Moreover, our focus here on terrestrial alien animals is likely to underestimate the extent of alien species incursions in PAs worldwide: invasions are likely to be higher once information on alien aquatic animals and plants is incorporated, as such alien species are more prevalent than terrestrial alien animals24. For instance, it is notable that all case-study PAs in the SCOPE programme have been invaded by alien plants16 and the threats from plant invaders have continued to increase over the past 30 years17. In addition, there might have been a geographical bias in sampling efforts in occurrences of alien species39. Most invasion studies in PAs are conducted in Europe, the USA, South Africa and Australia, with many fewer in other regions, especially those undeveloped and developing countries. As additional data become available, we expect further studies across more taxonomic groups to support or refute our conclusions.

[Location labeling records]

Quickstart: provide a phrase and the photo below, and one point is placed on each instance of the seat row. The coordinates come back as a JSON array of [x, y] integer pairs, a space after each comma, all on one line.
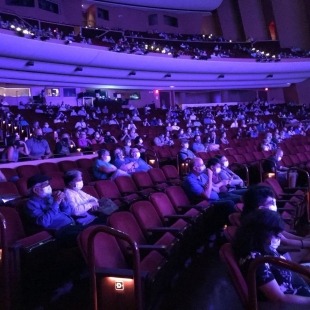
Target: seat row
[[143, 248]]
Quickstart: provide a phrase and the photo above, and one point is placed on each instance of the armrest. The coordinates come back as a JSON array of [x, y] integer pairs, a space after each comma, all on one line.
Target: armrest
[[30, 243], [163, 229]]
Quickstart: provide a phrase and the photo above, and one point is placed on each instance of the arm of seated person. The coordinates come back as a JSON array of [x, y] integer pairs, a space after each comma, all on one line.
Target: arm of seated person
[[273, 292]]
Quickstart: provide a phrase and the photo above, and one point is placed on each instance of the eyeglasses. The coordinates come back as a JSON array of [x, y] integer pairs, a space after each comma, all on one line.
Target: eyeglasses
[[42, 185]]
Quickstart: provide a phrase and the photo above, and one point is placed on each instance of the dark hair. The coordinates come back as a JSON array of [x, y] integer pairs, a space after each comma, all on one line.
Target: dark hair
[[71, 175], [213, 161], [101, 152], [254, 197], [255, 230]]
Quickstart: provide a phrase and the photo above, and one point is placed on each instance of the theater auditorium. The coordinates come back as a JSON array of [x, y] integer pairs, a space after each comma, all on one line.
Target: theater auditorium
[[154, 154]]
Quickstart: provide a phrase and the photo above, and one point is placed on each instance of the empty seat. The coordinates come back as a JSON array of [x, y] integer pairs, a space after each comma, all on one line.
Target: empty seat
[[108, 189], [126, 222], [66, 165], [109, 266], [171, 174]]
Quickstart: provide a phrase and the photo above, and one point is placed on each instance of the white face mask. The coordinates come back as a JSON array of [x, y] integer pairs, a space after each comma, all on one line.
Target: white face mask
[[79, 185], [46, 191], [275, 242]]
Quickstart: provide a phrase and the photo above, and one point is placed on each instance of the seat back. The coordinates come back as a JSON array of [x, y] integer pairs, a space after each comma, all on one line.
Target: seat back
[[107, 189], [146, 215], [157, 176], [27, 171], [162, 205], [177, 196], [125, 184], [126, 222], [114, 282], [142, 180], [228, 257], [170, 172]]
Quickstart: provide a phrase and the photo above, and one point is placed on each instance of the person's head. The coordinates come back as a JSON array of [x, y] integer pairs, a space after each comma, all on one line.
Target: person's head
[[185, 144], [138, 140], [73, 179], [83, 135], [223, 160], [197, 165], [65, 137], [279, 154], [38, 133], [214, 164], [39, 185], [104, 155], [197, 138], [127, 142], [259, 231], [135, 153], [118, 153], [258, 197]]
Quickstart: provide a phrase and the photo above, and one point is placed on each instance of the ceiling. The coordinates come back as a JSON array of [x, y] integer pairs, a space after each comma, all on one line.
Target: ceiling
[[55, 64], [181, 5]]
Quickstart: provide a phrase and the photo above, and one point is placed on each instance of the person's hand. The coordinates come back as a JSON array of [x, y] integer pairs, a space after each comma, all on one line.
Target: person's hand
[[58, 196], [209, 172], [225, 182]]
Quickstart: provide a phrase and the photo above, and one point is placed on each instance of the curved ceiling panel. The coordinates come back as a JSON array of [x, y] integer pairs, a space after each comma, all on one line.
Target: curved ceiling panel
[[53, 63], [181, 5]]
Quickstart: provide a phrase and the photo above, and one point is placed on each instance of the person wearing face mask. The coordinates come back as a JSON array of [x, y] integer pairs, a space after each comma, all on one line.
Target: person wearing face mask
[[259, 235], [46, 128], [273, 165], [97, 138], [124, 163], [47, 210], [262, 197], [15, 148], [141, 165], [38, 147], [198, 187], [222, 186], [82, 205], [227, 174], [185, 152], [197, 145], [103, 169], [65, 146]]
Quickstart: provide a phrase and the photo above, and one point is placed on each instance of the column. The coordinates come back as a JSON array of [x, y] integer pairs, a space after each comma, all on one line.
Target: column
[[253, 20], [292, 23]]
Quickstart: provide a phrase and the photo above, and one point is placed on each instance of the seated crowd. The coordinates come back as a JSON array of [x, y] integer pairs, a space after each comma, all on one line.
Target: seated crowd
[[122, 147]]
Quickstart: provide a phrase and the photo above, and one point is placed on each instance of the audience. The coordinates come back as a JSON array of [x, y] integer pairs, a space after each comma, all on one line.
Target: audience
[[47, 210], [38, 147], [259, 235]]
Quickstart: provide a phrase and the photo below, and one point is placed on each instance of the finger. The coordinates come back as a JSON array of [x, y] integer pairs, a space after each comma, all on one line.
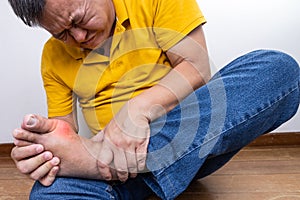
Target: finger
[[27, 166], [38, 124], [131, 162], [141, 155], [44, 169], [20, 153], [104, 158], [120, 163], [50, 177], [22, 143], [24, 135]]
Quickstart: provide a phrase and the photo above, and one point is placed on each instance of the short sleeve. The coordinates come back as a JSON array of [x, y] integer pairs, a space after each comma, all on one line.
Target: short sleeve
[[174, 19]]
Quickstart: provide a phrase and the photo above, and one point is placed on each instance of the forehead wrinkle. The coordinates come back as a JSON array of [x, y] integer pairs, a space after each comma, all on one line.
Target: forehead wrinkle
[[56, 17]]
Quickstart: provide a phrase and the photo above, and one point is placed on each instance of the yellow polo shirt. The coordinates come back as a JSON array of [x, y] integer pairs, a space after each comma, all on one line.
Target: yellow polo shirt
[[144, 31]]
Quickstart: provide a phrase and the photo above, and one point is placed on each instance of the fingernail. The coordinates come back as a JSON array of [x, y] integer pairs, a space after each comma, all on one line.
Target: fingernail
[[55, 161], [39, 148], [48, 156], [31, 121]]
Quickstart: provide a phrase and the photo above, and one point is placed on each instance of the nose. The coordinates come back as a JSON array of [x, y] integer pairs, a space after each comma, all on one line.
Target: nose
[[78, 34]]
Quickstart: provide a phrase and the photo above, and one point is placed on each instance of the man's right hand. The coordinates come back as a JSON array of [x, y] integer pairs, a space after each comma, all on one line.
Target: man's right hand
[[32, 160]]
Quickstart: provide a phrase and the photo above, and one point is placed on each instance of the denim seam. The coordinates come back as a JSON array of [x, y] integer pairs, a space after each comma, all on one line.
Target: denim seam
[[196, 148], [278, 99]]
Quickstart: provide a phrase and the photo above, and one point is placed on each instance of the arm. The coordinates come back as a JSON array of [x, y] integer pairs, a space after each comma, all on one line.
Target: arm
[[129, 130]]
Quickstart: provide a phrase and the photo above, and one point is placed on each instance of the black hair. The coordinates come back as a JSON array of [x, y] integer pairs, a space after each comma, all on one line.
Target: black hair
[[29, 11]]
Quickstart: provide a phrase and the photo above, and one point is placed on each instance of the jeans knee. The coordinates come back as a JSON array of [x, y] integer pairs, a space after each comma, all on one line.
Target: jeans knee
[[281, 66]]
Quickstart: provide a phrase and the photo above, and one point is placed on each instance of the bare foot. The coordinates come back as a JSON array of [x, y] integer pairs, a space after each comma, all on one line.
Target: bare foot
[[79, 157]]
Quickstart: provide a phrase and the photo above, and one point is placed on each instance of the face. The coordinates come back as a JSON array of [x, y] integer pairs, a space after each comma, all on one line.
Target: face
[[80, 23]]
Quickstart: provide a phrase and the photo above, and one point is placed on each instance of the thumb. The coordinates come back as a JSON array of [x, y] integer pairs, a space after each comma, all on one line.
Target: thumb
[[37, 123]]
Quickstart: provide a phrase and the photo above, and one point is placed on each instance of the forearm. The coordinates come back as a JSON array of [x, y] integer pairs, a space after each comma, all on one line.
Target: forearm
[[191, 70], [173, 88]]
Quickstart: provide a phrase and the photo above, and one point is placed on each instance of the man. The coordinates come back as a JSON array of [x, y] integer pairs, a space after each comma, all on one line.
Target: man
[[140, 71]]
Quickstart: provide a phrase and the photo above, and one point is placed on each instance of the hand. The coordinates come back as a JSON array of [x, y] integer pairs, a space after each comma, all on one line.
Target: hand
[[128, 132], [80, 157], [33, 161]]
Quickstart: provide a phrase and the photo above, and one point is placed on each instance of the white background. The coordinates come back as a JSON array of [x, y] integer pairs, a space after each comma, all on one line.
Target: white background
[[234, 27]]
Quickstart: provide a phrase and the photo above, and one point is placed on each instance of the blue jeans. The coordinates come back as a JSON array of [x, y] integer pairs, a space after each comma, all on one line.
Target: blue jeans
[[250, 96]]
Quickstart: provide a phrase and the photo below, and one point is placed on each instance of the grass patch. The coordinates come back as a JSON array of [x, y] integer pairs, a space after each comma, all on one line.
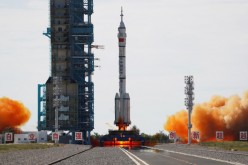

▸ Your task
Write the next part of the text on alien species in protected areas, picking up right after its final sentence. The lines play no part in what is asked here.

▸ Task response
Although scientists and organisations have been trying to raise awareness of alien species problems in PAs for many years16, our results demonstrate that more actions are needed to mitigate established alien species and to maintain PAs core functions in protecting native biodiversity. Routine monitoring of new introductions from visitors and vehicles entering parks is a key task to prevent the arrival of alien species. Increasing efforts to monitor, identify and eliminate early propagules in PAs and nearby areas are also needed and may be particularly important for those species with strong dispersal abilities such as birds. Remarkably, the high numbers of established alien populations in areas close to PAs emphasizes the need for prompt actions to control rising introduction and spread risks of these populations, especially for those PAs in proximity to high human populations, and that are connected with rivers and roads as important dispersal corridors40,41. There is thus an urgent need to integrate efforts from the scientific community, governments, NGOs, landowners and local stakeholders to develop more effective biosecurity strategies to pre-empt potential further invasions in PAs under ongoing global change.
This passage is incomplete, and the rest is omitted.